§ Exercise aim
Quote word for word the lines starting at the line with "the green stem" and ending at the final line of the entries. Leave out any pictures.

(Beginning of Supplied data)

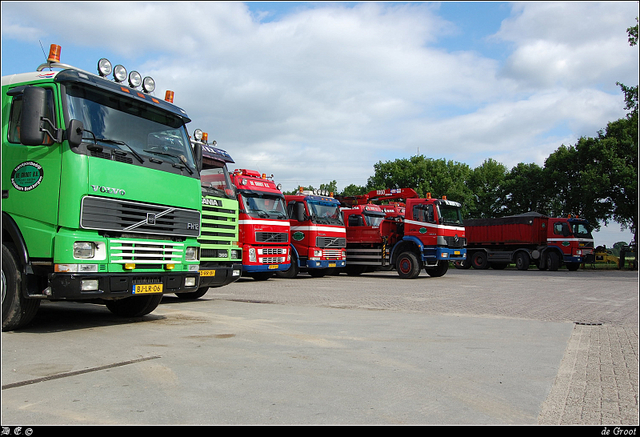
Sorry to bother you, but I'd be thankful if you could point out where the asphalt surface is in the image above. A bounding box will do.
[1,267,638,426]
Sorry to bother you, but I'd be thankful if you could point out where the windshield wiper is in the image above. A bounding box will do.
[144,149,194,174]
[87,135,144,163]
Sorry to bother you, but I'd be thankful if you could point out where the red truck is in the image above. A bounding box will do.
[277,189,347,277]
[337,188,467,278]
[458,212,595,271]
[230,169,290,280]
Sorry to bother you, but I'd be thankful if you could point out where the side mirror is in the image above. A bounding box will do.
[66,119,84,148]
[193,141,203,172]
[295,202,306,222]
[20,86,47,146]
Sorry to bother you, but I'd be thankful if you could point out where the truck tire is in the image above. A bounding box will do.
[453,259,471,269]
[276,253,299,278]
[426,260,449,277]
[471,251,489,270]
[105,295,162,318]
[545,252,560,271]
[396,252,421,279]
[515,252,530,270]
[566,262,580,271]
[2,244,40,331]
[308,269,327,278]
[175,287,209,300]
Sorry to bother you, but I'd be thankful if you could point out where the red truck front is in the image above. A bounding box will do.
[279,190,347,277]
[230,169,290,280]
[547,217,595,269]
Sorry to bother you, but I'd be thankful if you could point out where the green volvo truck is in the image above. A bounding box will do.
[2,45,202,330]
[180,129,241,300]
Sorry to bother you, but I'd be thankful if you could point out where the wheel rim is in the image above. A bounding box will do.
[399,258,411,274]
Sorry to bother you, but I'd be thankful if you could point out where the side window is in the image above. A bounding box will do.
[7,87,56,145]
[554,223,563,235]
[425,204,435,223]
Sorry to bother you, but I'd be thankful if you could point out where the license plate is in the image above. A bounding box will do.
[132,283,163,294]
[268,265,279,270]
[454,251,461,255]
[328,263,336,267]
[200,270,216,277]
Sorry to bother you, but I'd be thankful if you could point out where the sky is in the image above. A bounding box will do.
[2,1,638,247]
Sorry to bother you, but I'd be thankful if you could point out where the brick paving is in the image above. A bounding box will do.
[217,268,639,425]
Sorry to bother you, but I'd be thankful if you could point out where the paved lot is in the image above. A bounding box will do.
[1,267,638,425]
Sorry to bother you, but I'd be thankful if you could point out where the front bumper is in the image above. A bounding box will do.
[199,263,243,288]
[45,271,200,300]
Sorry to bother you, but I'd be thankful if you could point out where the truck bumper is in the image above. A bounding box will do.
[45,271,200,300]
[243,263,291,273]
[428,247,466,261]
[199,263,243,288]
[304,260,346,269]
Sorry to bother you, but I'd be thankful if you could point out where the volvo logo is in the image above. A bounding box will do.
[124,207,175,231]
[91,185,125,196]
[146,213,156,225]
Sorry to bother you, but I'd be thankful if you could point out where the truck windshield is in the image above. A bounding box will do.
[437,205,464,226]
[240,192,287,219]
[201,165,236,200]
[307,200,344,226]
[571,222,593,239]
[64,83,195,170]
[364,211,385,227]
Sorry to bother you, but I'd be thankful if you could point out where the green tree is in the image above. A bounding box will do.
[465,158,508,218]
[501,162,548,215]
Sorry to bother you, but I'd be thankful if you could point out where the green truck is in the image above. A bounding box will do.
[2,45,202,330]
[181,130,241,300]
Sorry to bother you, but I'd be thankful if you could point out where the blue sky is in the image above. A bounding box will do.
[2,2,637,245]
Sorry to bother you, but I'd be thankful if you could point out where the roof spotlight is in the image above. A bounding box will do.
[142,76,155,93]
[128,70,142,88]
[113,64,127,83]
[193,129,203,141]
[98,58,112,77]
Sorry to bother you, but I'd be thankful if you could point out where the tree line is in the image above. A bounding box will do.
[286,18,638,245]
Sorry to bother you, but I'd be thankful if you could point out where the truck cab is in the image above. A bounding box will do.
[230,169,290,280]
[193,131,242,298]
[279,190,347,277]
[547,217,595,269]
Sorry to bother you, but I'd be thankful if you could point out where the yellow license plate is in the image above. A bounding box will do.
[328,263,336,267]
[133,283,163,294]
[200,270,216,277]
[454,251,461,255]
[268,265,279,269]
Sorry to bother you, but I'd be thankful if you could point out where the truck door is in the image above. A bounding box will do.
[2,85,62,258]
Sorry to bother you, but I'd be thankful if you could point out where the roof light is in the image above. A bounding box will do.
[48,44,61,63]
[202,132,208,143]
[426,192,431,199]
[98,58,112,77]
[193,129,203,141]
[165,90,174,103]
[128,71,142,88]
[142,76,155,93]
[113,64,127,82]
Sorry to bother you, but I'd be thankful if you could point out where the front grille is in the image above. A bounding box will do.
[261,257,286,264]
[199,195,239,262]
[81,196,200,238]
[261,248,286,255]
[323,249,344,259]
[256,232,288,243]
[316,237,346,248]
[110,239,185,264]
[443,236,466,248]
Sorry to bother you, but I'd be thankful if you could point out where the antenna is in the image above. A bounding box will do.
[38,40,51,70]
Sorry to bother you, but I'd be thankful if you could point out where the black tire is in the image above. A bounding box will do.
[545,252,560,271]
[426,260,449,277]
[175,287,209,300]
[396,252,421,279]
[250,272,273,281]
[515,252,530,271]
[2,244,40,331]
[471,251,489,269]
[345,265,367,276]
[276,253,299,278]
[566,262,580,271]
[105,295,162,318]
[308,269,327,278]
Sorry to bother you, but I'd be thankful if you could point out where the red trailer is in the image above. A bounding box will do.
[460,212,595,271]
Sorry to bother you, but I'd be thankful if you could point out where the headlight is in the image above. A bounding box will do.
[249,248,256,262]
[74,242,95,259]
[230,249,240,260]
[185,247,199,261]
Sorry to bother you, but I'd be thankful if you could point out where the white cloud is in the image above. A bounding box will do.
[2,1,637,195]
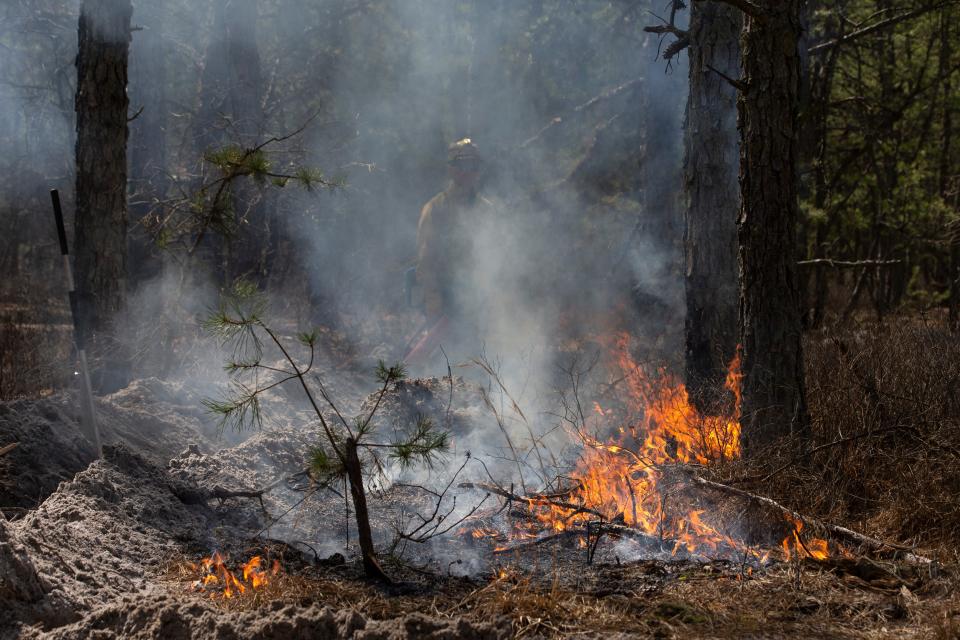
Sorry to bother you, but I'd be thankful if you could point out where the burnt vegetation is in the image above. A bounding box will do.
[2,0,960,638]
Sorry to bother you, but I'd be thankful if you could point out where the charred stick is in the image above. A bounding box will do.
[491,530,581,554]
[458,481,608,520]
[491,522,663,556]
[797,258,902,268]
[594,522,663,548]
[211,485,266,509]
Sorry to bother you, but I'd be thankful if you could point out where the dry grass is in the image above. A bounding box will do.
[162,549,960,638]
[0,302,72,400]
[704,315,960,559]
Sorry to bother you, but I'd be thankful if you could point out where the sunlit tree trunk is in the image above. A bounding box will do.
[74,0,133,392]
[736,0,810,454]
[684,1,740,411]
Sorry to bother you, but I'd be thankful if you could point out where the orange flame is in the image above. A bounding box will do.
[191,551,282,599]
[530,333,748,556]
[781,515,829,561]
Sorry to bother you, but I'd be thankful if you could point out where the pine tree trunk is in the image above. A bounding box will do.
[737,2,810,454]
[344,438,391,584]
[74,0,133,392]
[684,1,740,411]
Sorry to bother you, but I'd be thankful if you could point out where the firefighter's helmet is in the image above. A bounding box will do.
[447,138,480,166]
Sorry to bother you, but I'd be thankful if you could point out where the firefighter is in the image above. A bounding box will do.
[406,138,491,366]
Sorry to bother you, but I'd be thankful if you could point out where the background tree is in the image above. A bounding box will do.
[73,0,133,392]
[682,1,741,411]
[195,0,269,286]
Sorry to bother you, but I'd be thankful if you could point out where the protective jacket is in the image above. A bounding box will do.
[415,185,490,319]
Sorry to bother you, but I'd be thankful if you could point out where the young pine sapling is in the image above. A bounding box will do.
[203,282,449,583]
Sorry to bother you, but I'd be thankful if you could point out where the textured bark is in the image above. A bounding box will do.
[737,2,810,454]
[684,1,741,411]
[344,438,391,584]
[74,0,133,389]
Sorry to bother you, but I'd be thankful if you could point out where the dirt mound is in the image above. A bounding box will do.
[0,378,511,639]
[1,444,214,636]
[0,398,94,513]
[35,595,510,640]
[0,378,217,513]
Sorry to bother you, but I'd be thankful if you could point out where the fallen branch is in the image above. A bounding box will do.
[797,258,902,268]
[592,522,665,549]
[491,530,580,554]
[489,522,664,555]
[686,473,931,564]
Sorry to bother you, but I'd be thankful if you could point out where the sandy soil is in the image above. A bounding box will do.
[0,376,956,639]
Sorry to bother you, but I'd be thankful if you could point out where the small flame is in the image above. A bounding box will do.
[190,551,282,599]
[781,515,829,561]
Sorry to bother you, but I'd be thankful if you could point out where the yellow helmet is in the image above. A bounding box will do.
[447,138,480,164]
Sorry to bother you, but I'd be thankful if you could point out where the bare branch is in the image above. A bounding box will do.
[810,2,960,55]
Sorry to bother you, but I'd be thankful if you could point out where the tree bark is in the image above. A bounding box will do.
[74,0,133,392]
[684,1,741,411]
[737,1,810,454]
[344,438,391,584]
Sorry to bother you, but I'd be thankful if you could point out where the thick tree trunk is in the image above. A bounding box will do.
[684,1,741,411]
[74,0,133,392]
[344,438,391,584]
[737,2,810,454]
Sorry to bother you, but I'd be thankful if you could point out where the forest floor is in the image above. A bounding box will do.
[1,317,959,639]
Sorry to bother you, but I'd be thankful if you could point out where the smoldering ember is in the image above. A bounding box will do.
[2,2,960,640]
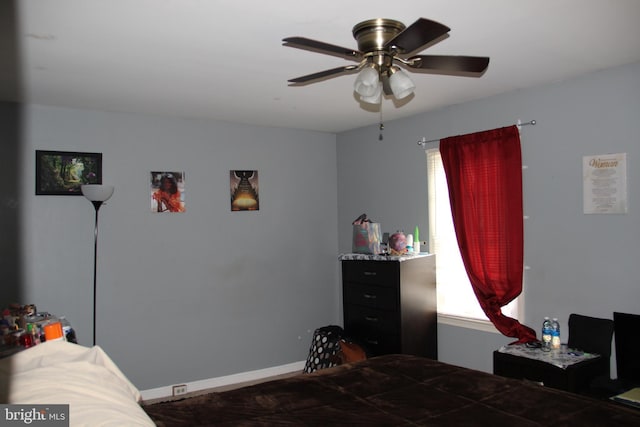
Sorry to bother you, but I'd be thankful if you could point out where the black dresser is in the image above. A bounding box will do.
[341,254,437,359]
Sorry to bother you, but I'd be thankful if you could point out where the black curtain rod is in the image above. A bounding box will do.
[417,119,536,147]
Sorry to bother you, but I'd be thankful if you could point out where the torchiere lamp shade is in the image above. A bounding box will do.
[81,184,114,202]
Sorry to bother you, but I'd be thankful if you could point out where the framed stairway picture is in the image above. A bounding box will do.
[230,170,259,211]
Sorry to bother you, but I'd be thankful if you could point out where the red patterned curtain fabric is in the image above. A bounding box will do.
[440,125,536,343]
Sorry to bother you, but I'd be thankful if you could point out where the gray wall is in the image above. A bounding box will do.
[2,61,638,389]
[337,61,640,372]
[2,105,339,389]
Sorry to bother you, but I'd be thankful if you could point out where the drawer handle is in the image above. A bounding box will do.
[365,316,379,322]
[365,339,379,345]
[363,271,377,276]
[363,293,377,300]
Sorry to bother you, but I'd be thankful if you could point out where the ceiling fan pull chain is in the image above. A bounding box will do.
[378,103,384,141]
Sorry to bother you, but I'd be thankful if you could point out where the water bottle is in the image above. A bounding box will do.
[541,317,552,352]
[551,317,561,350]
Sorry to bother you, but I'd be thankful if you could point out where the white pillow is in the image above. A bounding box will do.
[0,341,155,426]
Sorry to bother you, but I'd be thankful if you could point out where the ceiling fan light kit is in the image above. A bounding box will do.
[388,67,415,100]
[283,17,489,106]
[353,64,380,97]
[360,81,383,104]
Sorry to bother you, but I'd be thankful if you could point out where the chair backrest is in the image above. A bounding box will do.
[567,313,614,360]
[613,312,640,383]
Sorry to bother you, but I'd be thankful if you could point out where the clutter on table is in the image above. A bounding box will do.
[1,303,77,358]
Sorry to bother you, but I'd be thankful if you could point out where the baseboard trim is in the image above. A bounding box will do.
[140,360,306,401]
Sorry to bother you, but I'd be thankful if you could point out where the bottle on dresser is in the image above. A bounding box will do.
[541,317,552,352]
[551,318,561,350]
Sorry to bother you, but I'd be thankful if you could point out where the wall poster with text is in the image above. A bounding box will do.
[583,153,627,214]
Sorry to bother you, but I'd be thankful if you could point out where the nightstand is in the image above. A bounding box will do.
[493,344,608,394]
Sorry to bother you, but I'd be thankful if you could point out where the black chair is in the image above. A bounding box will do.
[613,312,640,389]
[566,313,615,396]
[583,312,640,399]
[568,313,615,376]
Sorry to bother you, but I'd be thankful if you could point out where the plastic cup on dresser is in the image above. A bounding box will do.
[43,321,65,342]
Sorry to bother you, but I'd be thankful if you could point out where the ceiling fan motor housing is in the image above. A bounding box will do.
[353,19,405,76]
[352,19,406,52]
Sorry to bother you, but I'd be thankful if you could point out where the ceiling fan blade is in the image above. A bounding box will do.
[384,18,450,55]
[283,37,362,61]
[407,55,490,75]
[288,65,359,84]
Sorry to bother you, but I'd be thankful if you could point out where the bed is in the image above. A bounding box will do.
[144,353,640,426]
[2,342,639,426]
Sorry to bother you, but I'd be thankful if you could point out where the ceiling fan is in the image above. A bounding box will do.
[283,18,490,104]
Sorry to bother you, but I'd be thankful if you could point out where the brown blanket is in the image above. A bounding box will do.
[144,354,640,426]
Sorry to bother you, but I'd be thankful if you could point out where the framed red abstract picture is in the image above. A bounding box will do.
[150,171,186,213]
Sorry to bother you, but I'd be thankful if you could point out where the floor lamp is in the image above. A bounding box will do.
[80,184,114,346]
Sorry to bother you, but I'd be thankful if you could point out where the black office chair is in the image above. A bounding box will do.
[613,312,640,389]
[567,313,613,397]
[567,313,614,380]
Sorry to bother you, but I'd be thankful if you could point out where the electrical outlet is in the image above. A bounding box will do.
[172,384,188,396]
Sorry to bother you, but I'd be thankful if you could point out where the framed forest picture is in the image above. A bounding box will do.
[35,150,103,195]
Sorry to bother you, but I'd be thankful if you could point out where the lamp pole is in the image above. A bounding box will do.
[90,200,103,347]
[81,184,114,347]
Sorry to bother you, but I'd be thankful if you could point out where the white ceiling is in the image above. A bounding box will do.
[2,0,640,133]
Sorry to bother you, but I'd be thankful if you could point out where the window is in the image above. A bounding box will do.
[426,148,520,327]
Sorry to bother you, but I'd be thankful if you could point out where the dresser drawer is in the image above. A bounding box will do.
[344,305,400,355]
[344,304,398,335]
[355,333,400,356]
[342,261,398,286]
[343,282,398,310]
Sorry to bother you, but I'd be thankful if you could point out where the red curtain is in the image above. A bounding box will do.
[440,125,536,343]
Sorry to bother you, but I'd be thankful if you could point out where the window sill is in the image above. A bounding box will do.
[437,313,500,334]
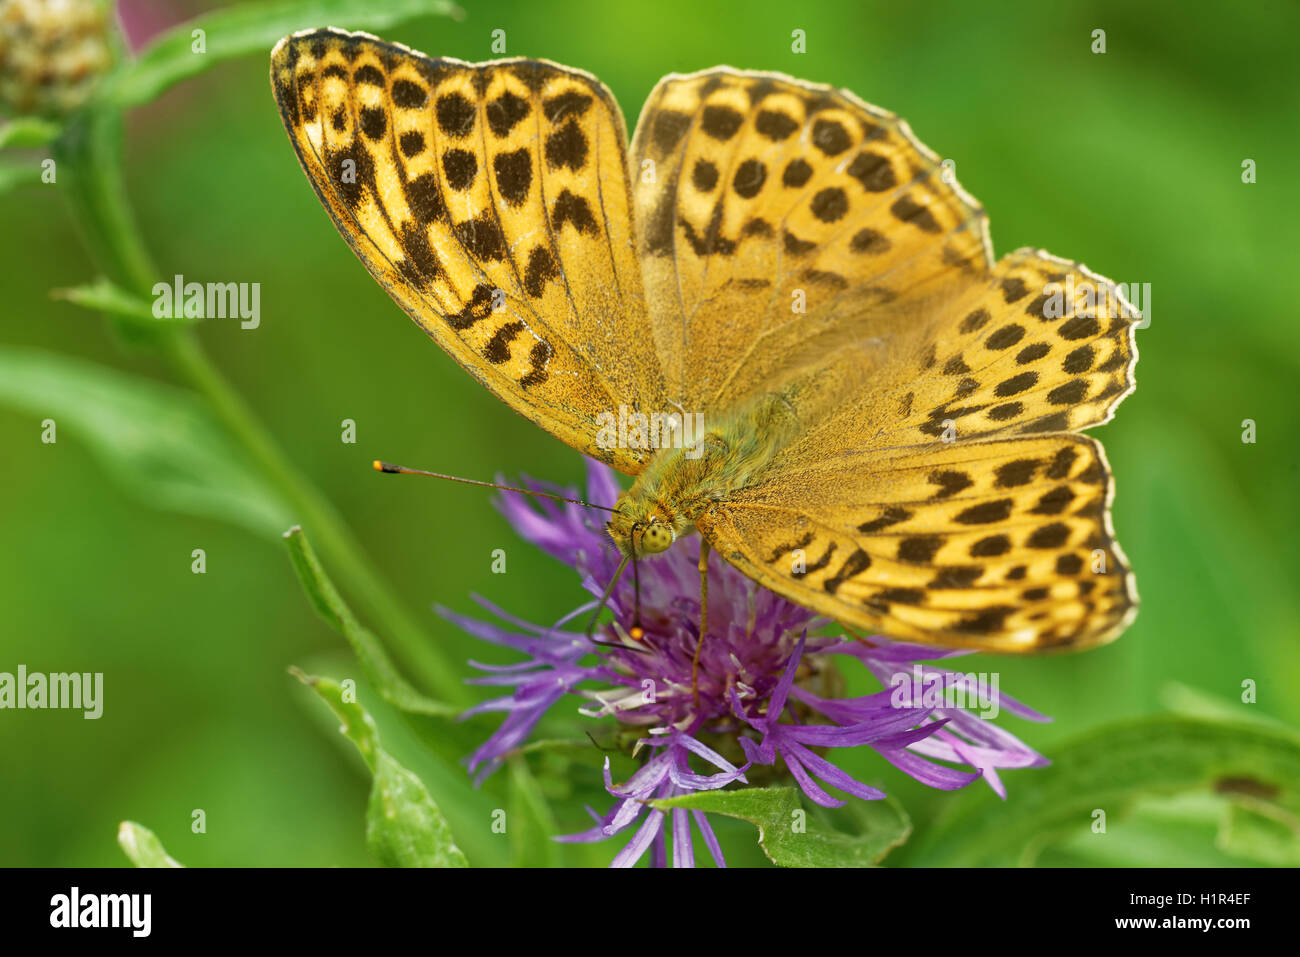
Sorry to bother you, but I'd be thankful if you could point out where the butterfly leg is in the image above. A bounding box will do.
[691,539,711,707]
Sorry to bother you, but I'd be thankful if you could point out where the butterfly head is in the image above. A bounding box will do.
[607,496,678,558]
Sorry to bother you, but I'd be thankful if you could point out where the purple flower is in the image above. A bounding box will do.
[441,459,1050,866]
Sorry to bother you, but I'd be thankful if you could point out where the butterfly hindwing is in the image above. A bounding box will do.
[271,29,665,473]
[698,433,1136,652]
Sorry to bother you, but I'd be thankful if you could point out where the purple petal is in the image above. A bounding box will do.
[671,808,694,868]
[692,810,726,868]
[610,809,665,868]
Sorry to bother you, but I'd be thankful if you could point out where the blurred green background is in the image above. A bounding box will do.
[2,0,1298,867]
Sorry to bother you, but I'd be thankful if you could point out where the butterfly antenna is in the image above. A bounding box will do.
[376,460,648,655]
[841,626,878,648]
[373,460,616,513]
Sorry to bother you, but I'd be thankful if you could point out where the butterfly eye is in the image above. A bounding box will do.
[639,523,674,555]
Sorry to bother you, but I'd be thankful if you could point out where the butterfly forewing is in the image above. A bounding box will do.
[630,68,992,416]
[271,29,665,473]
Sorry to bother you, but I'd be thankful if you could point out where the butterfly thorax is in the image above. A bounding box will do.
[606,393,801,558]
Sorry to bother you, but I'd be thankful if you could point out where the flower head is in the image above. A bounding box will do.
[442,459,1049,866]
[0,0,112,116]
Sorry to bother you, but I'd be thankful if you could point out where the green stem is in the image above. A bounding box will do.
[53,105,467,706]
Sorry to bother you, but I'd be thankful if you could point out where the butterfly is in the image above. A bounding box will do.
[270,28,1138,655]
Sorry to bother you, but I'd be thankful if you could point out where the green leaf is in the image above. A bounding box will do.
[0,347,291,537]
[909,715,1300,866]
[1219,801,1300,866]
[652,787,911,867]
[53,276,194,326]
[283,526,458,718]
[0,160,42,195]
[117,821,184,867]
[104,0,464,109]
[291,668,468,867]
[507,758,562,867]
[0,117,62,149]
[1160,681,1287,730]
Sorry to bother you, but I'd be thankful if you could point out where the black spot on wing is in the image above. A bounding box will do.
[447,283,495,330]
[931,566,983,588]
[518,339,553,388]
[845,151,895,192]
[755,109,799,140]
[552,190,597,234]
[454,214,506,261]
[486,91,530,137]
[652,110,691,153]
[359,107,386,140]
[1047,379,1089,405]
[701,104,743,140]
[442,149,478,191]
[1056,553,1084,575]
[1063,345,1094,374]
[823,548,871,594]
[395,222,441,287]
[898,536,943,563]
[523,245,558,298]
[483,321,523,364]
[878,587,924,605]
[954,499,1013,524]
[891,195,940,233]
[783,231,816,255]
[1032,486,1075,515]
[850,228,889,254]
[994,459,1039,487]
[682,209,736,257]
[1027,523,1071,549]
[493,148,532,206]
[782,158,813,188]
[858,506,911,534]
[354,64,384,86]
[953,605,1014,635]
[1045,446,1078,479]
[543,91,592,122]
[1001,277,1029,303]
[796,542,838,576]
[399,131,425,157]
[928,470,973,500]
[1016,343,1050,364]
[732,159,766,198]
[970,534,1011,557]
[1059,315,1100,340]
[545,120,588,171]
[436,92,475,137]
[810,187,848,222]
[692,159,719,192]
[403,173,444,224]
[995,371,1038,397]
[811,117,851,155]
[768,531,815,563]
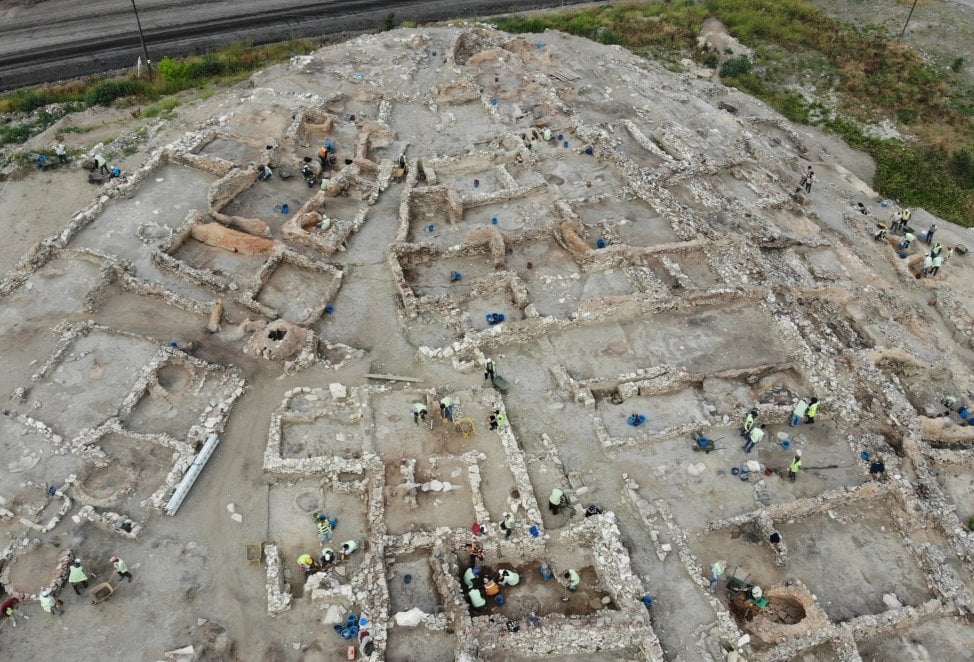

(End of Supplied data)

§ Output
Sorry to bother you, but I'd be thankful if you could point out where the green stem is in the image above. A bounding box will do.
[53,105,467,706]
Sorry to bother you, but I'd be thankful if you could point out where the butterfly is in the image above. A bounding box will do.
[270,28,1138,655]
Sorry to bother you, but I'd be thankful if you could point out where the green leaf is in the image above. A bounding box will do.
[0,347,291,537]
[909,715,1300,866]
[1219,801,1300,866]
[652,787,911,867]
[53,276,194,326]
[283,526,458,718]
[0,160,42,195]
[117,821,184,867]
[104,0,464,109]
[291,668,468,867]
[507,758,562,867]
[0,117,62,149]
[1160,681,1287,730]
Sorry to bother you, but I'd be thankful if you could point out where the black spot on wing is in the image above. A bounding box will do.
[447,283,495,330]
[931,566,983,588]
[518,339,553,388]
[845,151,895,192]
[755,109,799,140]
[552,190,597,234]
[454,214,506,261]
[486,91,530,137]
[652,110,691,153]
[359,107,386,140]
[1047,379,1089,405]
[701,104,743,140]
[442,149,478,191]
[1056,553,1084,575]
[1063,345,1094,374]
[823,548,871,594]
[395,222,441,287]
[898,536,943,563]
[523,245,558,298]
[483,321,523,364]
[878,587,924,605]
[954,499,1013,524]
[891,195,940,233]
[783,231,816,255]
[1032,486,1075,515]
[850,228,889,254]
[994,459,1039,487]
[682,209,736,257]
[1027,523,1071,549]
[493,148,532,206]
[782,158,813,188]
[858,506,911,534]
[354,64,384,86]
[953,605,1014,635]
[1045,446,1078,479]
[543,91,592,122]
[1001,277,1029,303]
[796,542,838,576]
[399,131,425,157]
[928,470,973,500]
[1016,343,1050,364]
[732,159,766,198]
[970,534,1011,557]
[1059,315,1100,340]
[545,120,588,171]
[436,92,475,137]
[810,187,848,222]
[692,159,719,192]
[403,173,444,224]
[995,371,1038,397]
[811,117,851,155]
[768,531,815,563]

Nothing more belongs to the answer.